* start DATASET ROWS *
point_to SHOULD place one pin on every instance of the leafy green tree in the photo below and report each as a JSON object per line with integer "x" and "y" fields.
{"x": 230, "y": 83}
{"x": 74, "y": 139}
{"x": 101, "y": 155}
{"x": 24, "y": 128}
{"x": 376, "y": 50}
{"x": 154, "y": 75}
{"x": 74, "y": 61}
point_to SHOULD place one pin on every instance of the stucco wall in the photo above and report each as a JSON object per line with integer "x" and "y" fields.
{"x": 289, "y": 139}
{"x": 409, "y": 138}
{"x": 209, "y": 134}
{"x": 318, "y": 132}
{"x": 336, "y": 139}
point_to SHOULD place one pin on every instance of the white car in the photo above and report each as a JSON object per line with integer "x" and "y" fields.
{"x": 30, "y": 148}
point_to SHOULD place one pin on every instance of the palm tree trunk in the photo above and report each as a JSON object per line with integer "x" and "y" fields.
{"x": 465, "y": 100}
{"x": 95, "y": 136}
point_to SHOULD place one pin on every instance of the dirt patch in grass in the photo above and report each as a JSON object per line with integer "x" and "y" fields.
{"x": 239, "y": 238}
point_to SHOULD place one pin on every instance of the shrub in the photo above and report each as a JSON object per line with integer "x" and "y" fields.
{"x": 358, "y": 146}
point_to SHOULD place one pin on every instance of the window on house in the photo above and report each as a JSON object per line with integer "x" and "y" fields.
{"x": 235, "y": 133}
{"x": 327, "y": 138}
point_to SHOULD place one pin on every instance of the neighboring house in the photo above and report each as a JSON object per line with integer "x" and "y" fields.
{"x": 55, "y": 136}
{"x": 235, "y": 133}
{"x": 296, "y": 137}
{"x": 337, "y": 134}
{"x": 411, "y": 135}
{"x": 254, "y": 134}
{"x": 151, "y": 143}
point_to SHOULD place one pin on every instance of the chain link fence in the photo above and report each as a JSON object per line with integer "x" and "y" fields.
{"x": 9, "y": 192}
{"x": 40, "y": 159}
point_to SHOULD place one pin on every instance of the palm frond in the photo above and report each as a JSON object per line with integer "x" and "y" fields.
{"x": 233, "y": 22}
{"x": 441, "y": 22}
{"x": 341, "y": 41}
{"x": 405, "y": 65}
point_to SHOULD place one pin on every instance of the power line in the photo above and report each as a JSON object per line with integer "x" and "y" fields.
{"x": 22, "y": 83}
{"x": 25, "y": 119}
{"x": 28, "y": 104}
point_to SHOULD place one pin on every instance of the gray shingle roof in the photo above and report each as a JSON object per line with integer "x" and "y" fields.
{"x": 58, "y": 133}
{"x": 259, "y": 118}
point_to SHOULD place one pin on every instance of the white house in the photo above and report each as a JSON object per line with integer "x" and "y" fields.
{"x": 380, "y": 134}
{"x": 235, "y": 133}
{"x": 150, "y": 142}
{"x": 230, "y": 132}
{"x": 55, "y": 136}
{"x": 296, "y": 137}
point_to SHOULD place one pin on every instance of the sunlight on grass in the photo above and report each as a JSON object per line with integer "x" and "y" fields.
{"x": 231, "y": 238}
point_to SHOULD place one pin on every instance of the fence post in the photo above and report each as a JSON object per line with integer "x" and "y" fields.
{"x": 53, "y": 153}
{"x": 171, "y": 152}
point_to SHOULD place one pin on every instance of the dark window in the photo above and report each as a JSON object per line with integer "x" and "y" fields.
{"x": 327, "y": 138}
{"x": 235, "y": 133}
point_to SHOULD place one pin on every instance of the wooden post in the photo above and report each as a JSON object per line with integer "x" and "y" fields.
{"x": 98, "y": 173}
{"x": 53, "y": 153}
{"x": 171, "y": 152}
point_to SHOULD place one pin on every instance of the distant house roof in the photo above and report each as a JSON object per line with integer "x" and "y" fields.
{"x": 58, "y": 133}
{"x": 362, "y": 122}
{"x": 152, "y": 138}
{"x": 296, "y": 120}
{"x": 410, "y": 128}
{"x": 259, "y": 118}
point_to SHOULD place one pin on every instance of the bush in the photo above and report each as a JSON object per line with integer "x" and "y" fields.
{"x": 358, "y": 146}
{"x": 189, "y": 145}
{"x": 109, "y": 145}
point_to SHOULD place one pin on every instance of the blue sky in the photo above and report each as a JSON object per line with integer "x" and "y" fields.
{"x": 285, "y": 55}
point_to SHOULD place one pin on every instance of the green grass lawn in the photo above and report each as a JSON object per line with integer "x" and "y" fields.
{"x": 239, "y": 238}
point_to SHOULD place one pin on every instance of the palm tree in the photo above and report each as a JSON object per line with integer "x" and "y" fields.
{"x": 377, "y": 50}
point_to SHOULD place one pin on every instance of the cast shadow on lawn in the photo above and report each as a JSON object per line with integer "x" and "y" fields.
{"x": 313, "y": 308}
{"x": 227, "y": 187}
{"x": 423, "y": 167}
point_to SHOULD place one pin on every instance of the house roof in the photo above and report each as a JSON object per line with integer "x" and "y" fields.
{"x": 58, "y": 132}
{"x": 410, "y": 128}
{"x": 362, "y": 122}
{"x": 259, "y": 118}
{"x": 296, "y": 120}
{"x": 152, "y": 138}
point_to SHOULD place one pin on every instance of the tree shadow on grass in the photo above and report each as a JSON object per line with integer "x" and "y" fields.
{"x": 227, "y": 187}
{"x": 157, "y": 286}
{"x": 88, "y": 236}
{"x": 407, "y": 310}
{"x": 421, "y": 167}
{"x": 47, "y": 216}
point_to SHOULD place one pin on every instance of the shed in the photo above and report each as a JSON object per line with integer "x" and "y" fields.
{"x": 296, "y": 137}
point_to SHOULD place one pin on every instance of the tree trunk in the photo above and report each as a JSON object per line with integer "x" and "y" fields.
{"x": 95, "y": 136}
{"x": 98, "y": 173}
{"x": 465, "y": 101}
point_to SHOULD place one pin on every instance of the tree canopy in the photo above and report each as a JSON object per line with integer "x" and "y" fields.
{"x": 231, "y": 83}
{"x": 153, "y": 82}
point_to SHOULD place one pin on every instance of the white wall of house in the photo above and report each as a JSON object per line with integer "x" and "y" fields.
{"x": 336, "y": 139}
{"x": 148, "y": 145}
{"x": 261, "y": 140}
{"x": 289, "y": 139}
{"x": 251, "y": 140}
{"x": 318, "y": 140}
* end DATASET ROWS *
_WRITTEN EXERCISE_
Recast the records from the line containing "point_to SHOULD place one pin on every instance of the house" through the end of the records as a two-column CSV with columns named request and points. Give one row per request, putting its text and its answer each in a single quoted field with line breaks replaced by spaces.

_OUTPUT FOR THIS TASK_
request,points
"point_to SHOULD place one pin on every instance of the house roof in the photo above and report each as a JSON object per line with integer ""x"" and ""y"" fields.","{""x"": 58, ""y"": 132} {""x"": 410, ""y"": 128} {""x"": 362, ""y"": 122} {""x"": 259, ""y"": 118} {""x"": 296, ""y"": 120} {""x"": 152, ""y"": 138}"
"point_to SHOULD place one pin on every instance of the tree shadow on grass in the photo above and report each as a JSON object per line with integer ""x"" and ""y"" fields.","{""x"": 227, ""y"": 187} {""x"": 157, ""y"": 286} {""x"": 88, ""y"": 236} {""x"": 407, ""y"": 310} {""x"": 421, ""y"": 167} {""x"": 47, ""y"": 216}"
"point_to SHOULD place one pin on every instance of the shed in the photo above and report each as a JSON object per line with integer ""x"" and ""y"" fields.","{""x"": 296, ""y"": 137}"
"point_to SHOULD place one pin on every instance of the tree trunk in the photo above and report each as a JSON object per line with integer ""x"" and ""y"" fields.","{""x"": 95, ""y"": 136} {""x"": 98, ""y"": 173} {""x"": 465, ""y"": 101}"
"point_to SHOULD place one pin on every instance of the tree canopy in the photo above and report each as a JSON object per line with integer ""x"" and ""y"" fields.","{""x"": 231, ""y"": 83} {""x"": 153, ""y"": 82}"
"point_to SHOULD place one pin on every instance of the white wall of house in the photo above and report each as a JSON object per line with integer ""x"" and ""y"" fields.","{""x"": 336, ""y"": 139} {""x"": 148, ""y"": 145} {""x"": 261, ""y"": 140} {""x"": 289, ""y"": 139} {""x"": 251, ""y"": 140} {""x"": 318, ""y"": 140}"